Prompt: Present the lines below as a Markdown table with the columns Row and Line text, numbering every line and skipping blank ones. Leave the pictures out.

Records for the task:
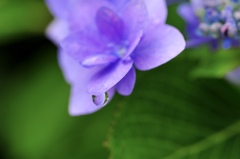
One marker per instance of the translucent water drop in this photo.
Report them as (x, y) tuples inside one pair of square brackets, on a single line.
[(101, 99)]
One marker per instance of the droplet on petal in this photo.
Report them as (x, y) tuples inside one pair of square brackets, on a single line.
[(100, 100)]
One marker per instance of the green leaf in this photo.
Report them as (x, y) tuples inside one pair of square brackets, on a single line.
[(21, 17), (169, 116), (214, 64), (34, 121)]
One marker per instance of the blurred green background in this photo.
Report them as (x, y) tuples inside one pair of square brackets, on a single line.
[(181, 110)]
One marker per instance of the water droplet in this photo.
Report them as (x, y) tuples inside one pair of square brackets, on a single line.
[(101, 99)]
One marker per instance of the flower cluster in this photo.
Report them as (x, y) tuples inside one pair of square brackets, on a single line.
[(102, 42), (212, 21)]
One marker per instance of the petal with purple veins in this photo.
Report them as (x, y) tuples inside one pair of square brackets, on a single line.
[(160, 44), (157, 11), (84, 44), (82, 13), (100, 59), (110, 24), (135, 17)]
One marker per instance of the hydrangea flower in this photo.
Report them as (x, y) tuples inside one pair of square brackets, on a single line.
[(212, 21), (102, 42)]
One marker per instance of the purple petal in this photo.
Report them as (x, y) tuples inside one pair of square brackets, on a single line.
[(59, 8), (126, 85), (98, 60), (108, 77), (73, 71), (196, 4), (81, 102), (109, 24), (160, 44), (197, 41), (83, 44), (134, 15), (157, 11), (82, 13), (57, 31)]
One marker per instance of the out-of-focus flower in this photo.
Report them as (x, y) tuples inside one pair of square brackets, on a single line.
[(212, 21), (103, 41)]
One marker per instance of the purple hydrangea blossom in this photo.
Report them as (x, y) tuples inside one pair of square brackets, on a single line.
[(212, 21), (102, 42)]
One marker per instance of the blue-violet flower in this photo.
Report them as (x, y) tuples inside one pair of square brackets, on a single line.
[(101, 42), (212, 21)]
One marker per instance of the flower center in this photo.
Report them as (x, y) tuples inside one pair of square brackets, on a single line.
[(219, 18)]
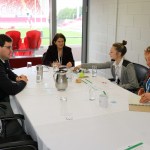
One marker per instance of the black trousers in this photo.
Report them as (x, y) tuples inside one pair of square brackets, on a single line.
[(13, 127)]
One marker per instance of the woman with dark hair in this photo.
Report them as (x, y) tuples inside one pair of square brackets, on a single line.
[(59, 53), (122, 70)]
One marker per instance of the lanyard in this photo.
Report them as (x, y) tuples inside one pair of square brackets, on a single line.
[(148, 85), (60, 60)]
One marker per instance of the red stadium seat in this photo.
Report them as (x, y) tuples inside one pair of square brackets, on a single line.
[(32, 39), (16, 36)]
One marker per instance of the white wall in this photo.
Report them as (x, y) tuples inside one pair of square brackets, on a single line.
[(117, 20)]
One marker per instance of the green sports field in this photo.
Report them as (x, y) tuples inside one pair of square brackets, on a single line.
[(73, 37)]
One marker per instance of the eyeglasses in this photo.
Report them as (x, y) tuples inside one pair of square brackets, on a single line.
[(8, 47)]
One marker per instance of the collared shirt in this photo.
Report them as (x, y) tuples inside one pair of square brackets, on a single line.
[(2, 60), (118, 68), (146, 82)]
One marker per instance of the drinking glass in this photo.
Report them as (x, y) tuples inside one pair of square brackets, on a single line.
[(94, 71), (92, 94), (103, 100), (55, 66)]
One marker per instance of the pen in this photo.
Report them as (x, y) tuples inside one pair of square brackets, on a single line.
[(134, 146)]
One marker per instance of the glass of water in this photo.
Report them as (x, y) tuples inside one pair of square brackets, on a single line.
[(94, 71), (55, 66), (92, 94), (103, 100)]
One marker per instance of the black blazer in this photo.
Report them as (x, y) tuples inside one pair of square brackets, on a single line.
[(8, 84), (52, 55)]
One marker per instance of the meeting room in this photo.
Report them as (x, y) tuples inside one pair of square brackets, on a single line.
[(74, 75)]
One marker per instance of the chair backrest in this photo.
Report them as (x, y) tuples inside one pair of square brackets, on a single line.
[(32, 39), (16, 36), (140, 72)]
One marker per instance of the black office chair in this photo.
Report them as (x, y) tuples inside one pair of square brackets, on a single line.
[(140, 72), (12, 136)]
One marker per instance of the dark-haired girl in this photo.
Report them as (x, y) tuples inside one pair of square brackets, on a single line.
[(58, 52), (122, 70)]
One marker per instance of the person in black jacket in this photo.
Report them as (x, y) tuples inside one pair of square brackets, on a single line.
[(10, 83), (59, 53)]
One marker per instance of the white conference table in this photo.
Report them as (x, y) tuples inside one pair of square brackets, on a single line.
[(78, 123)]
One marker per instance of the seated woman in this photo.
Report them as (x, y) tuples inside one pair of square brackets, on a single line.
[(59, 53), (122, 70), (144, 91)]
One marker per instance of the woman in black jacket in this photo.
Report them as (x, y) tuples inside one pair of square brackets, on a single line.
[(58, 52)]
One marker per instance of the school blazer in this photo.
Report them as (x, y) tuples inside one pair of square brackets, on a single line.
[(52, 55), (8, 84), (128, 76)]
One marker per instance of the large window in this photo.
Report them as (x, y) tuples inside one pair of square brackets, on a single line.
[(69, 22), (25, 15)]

Full output:
| Row | Line text |
|---|---|
| 1 | One marker per instance of the translucent water drop in this photo. |
| 2 | Report them as (x, y) tuples inside one pair of square brackets, on a single line. |
| 3 | [(101, 99)] |
| 4 | One marker per instance of the droplet on petal in this photo. |
| 5 | Report them as (x, y) tuples inside one pair of square brackets, on a single line. |
| 6 | [(100, 100)] |
| 7 | One marker per instance of the green leaf in this photo. |
| 8 | Report them as (x, y) tuples inside one pair of square brackets, on a single line. |
| 9 | [(21, 17), (169, 116), (214, 64), (34, 121)] |
| 10 | One marker per instance of the blurred green background in this photo. |
| 11 | Report them as (x, y) tuples inside one pair of square brackets, on a single line. |
| 12 | [(181, 110)] |
| 13 | One marker per instance of the water droplet in this photo. |
| 14 | Report them as (x, y) tuples inside one pair of square brackets, on a single line. |
| 15 | [(101, 99)] |
| 16 | One marker per instance of the flower cluster in this photo. |
| 17 | Report them as (x, y) tuples inside one pair of square brackets, on a single line. |
| 18 | [(102, 42), (212, 21)] |
| 19 | One marker per instance of the petal with purple veins in this photo. |
| 20 | Report them as (x, y) tuples inside one pair of square brackets, on a single line. |
| 21 | [(160, 44), (157, 11), (84, 44), (82, 13), (100, 59), (110, 24), (135, 17)] |
| 22 | One marker per instance of the hydrangea flower in this photo. |
| 23 | Report them as (x, y) tuples inside one pair of square brackets, on a single line. |
| 24 | [(212, 21), (102, 42)] |
| 25 | One marker per instance of the purple petal in this photo. |
| 26 | Report them as (x, y) tuples inside one pair of square brackets, on a single line. |
| 27 | [(59, 8), (126, 85), (98, 60), (108, 77), (73, 71), (196, 4), (81, 102), (109, 24), (160, 44), (197, 41), (83, 44), (134, 15), (157, 11), (82, 13), (57, 31)] |
| 28 | One marker per instance of the out-of-focus flower in this photo. |
| 29 | Report them as (x, y) tuples inside one pair of square brackets, on a single line. |
| 30 | [(212, 21), (103, 41)] |
| 31 | One marker per instance of the purple hydrangea blossom in this photo. |
| 32 | Report them as (x, y) tuples inside one pair of square brackets, on a single line. |
| 33 | [(212, 21), (102, 42)] |
| 34 | One marker per instance of the blue-violet flower in this photo. |
| 35 | Report them as (x, y) tuples inside one pair of square brackets, on a single line. |
| 36 | [(101, 42), (212, 21)] |
| 37 | One marker per instance of the flower center in this photo. |
| 38 | Report them as (x, y) tuples inside one pair of square brackets, on a single line. |
| 39 | [(219, 18)] |
| 40 | One marker per instance of the black trousers in this photo. |
| 41 | Report them as (x, y) tuples inside one pair of square brackets, on a single line. |
| 42 | [(13, 127)] |
| 43 | One marker per instance of the woman with dark hair in this photo. |
| 44 | Report them as (x, y) tuples inside one pair of square brackets, on a single line. |
| 45 | [(59, 53), (122, 70)] |
| 46 | One marker per instance of the lanyard in this photo. |
| 47 | Report them as (x, y) tuples inside one pair of square brackets, on a single line. |
| 48 | [(148, 85), (60, 60)] |
| 49 | One marker per instance of the red stadium seat in this photo. |
| 50 | Report them as (x, y) tuples inside one pair of square brackets, on a single line. |
| 51 | [(32, 39), (16, 36)] |
| 52 | One marker per instance of the white wall in this photo. |
| 53 | Report them as (x, y) tuples inside one pair of square brackets, on a single line. |
| 54 | [(117, 20)] |
| 55 | One marker per instance of the green sports field in this photo. |
| 56 | Report them as (x, y) tuples inside one pair of square brackets, on a single line. |
| 57 | [(73, 37)] |
| 58 | One marker per instance of the eyeglasses in this photo. |
| 59 | Report them as (x, y) tuples inside one pair of square brackets, on a single line. |
| 60 | [(8, 47)] |
| 61 | One marker per instance of the collared shirt in this photo. |
| 62 | Report them as (x, y) tuples inside one pair of square brackets, on a single line. |
| 63 | [(2, 60), (118, 68), (146, 82)] |
| 64 | One marker per instance of the drinking glass in this photo. |
| 65 | Report them as (x, y) tuples inside one pair of square brackets, on a single line. |
| 66 | [(94, 71), (92, 94), (103, 100), (55, 66)] |
| 67 | One marker per instance of the pen in this photo. |
| 68 | Report them as (x, y) tuples inside one pair of square brackets, on a single line. |
| 69 | [(134, 146)] |
| 70 | One marker per instance of the glass of water in this photo. |
| 71 | Report them as (x, y) tuples inside one pair of square brackets, on a single line. |
| 72 | [(94, 71), (55, 66), (92, 94), (103, 100)] |
| 73 | One marker per instance of the black blazer in this photo. |
| 74 | Report them as (x, y) tuples inside one pair of square brackets, on a single line. |
| 75 | [(8, 84), (52, 55)] |
| 76 | One marker per instance of the meeting room in this photo. |
| 77 | Report them as (x, y) tuples inside one pair of square brackets, on a single line. |
| 78 | [(74, 75)] |
| 79 | One marker per instance of the chair backrest in this photo. |
| 80 | Report them as (x, y) tuples inside one pair of square brackets, on a single line. |
| 81 | [(32, 39), (16, 36), (140, 72)] |
| 82 | One marker per instance of the black office chair in this photo. |
| 83 | Report them as (x, y) tuples inside one pair of square brackets, on a single line. |
| 84 | [(140, 72), (12, 136)] |
| 85 | One marker per instance of the dark-haired girl in this photo. |
| 86 | Report them as (x, y) tuples inside one pair of square brackets, on a single line. |
| 87 | [(58, 52), (122, 70)] |
| 88 | One marker per instance of the person in black jacket in this photo. |
| 89 | Report them as (x, y) tuples inside one pair of square brackets, on a single line. |
| 90 | [(10, 83), (59, 53)] |
| 91 | One marker per instance of the white conference table in this photo. |
| 92 | Report them as (x, y) tuples inside one pair of square brackets, on a single line. |
| 93 | [(78, 123)] |
| 94 | One marker per instance of the seated woman in this photo. |
| 95 | Report them as (x, y) tuples inside one pair of square brackets, on a single line. |
| 96 | [(59, 53), (122, 70), (144, 91)] |
| 97 | One marker per instance of the woman in black jacket in this photo. |
| 98 | Report them as (x, y) tuples inside one pair of square brackets, on a single line. |
| 99 | [(58, 52)] |
| 100 | One marker per instance of the school blazer in this photo. |
| 101 | Report them as (x, y) tuples inside one pair of square brackets, on a single line. |
| 102 | [(52, 55), (8, 84), (128, 76)] |
| 103 | One marker per instance of the large window in this photo. |
| 104 | Report them as (x, y) tuples inside one pair of square brackets, on a single line. |
| 105 | [(69, 22), (25, 15)] |